## [Exercise prompt]
Output each line of the material exactly as it stands.
━━━━━━━━━━
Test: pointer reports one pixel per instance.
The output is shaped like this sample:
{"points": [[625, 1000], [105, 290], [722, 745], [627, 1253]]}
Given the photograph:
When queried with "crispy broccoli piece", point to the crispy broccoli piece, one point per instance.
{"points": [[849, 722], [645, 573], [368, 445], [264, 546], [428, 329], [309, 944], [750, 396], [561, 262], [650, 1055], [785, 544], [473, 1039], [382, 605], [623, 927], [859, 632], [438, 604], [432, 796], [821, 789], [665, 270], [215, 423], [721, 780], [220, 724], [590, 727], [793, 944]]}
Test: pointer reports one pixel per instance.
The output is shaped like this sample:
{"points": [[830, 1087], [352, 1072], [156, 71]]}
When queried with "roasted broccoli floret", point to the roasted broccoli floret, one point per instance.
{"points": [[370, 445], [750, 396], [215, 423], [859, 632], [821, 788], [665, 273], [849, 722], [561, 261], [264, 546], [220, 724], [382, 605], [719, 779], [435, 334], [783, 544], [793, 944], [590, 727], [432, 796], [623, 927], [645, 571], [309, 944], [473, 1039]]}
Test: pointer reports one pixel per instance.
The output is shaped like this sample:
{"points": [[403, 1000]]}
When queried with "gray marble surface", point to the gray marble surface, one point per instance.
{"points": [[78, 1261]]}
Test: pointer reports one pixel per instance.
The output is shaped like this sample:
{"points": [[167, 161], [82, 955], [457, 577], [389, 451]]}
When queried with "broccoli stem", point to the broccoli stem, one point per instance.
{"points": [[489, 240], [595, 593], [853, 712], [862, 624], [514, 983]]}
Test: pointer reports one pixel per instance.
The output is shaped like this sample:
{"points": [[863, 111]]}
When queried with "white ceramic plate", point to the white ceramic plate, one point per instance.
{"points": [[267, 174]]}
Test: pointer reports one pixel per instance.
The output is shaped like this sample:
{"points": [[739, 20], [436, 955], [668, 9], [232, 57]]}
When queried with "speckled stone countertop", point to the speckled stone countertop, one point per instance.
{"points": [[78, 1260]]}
━━━━━━━━━━
## [Response]
Test: pointer reports one pixel per instance.
The output is shaped like this sample:
{"points": [[625, 1000], [105, 290], [722, 745], [627, 1253]]}
Given the photograph:
When queried with "crispy broccoli piece", point to the crispy broccoli piece, one point per instance.
{"points": [[849, 722], [645, 573], [368, 445], [264, 546], [428, 329], [309, 944], [750, 396], [561, 262], [650, 1055], [785, 544], [473, 1039], [382, 605], [623, 927], [859, 632], [438, 604], [432, 796], [821, 789], [665, 270], [215, 423], [721, 780], [220, 724], [590, 727], [793, 944]]}
Test: pointer reports one pixel per instance.
The output is shaped like this sample:
{"points": [[830, 1087], [352, 1072], [156, 71]]}
When queried with "roasted broccoli floret", point to the roasted broccoli floret, one point per instance.
{"points": [[370, 445], [750, 396], [215, 423], [859, 632], [821, 788], [665, 273], [849, 722], [561, 261], [264, 546], [220, 724], [382, 605], [719, 779], [435, 334], [783, 544], [793, 944], [590, 727], [432, 796], [623, 927], [645, 571], [309, 944], [473, 1039]]}
Test: pointer reports one pixel per instance.
The output is shaped like this sample:
{"points": [[403, 1000]]}
When queried with "gray marble surface", point to the gray marble surface, one point per instance.
{"points": [[78, 1261]]}
Test: pointer reports one pixel per instance.
The output is shaped like this sample:
{"points": [[167, 161], [82, 955], [457, 577], [389, 451]]}
When queried with "broccoli stem", point to the broccoli stem, one point per instance.
{"points": [[489, 240], [595, 593], [853, 712], [862, 624], [514, 983]]}
Test: pointer reports one pixel per instance.
The output is shaped like this sample:
{"points": [[863, 111]]}
When queried with "white ceramic plate", point to the white ceramic plate, one point per instance.
{"points": [[267, 174]]}
Test: pointer reports one pixel per instance.
The output is shaped like this sample:
{"points": [[739, 20], [436, 955], [668, 9], [232, 57]]}
When queried with "speckled stone countertop", point to the speckled stone countertop, one point per instance.
{"points": [[78, 1260]]}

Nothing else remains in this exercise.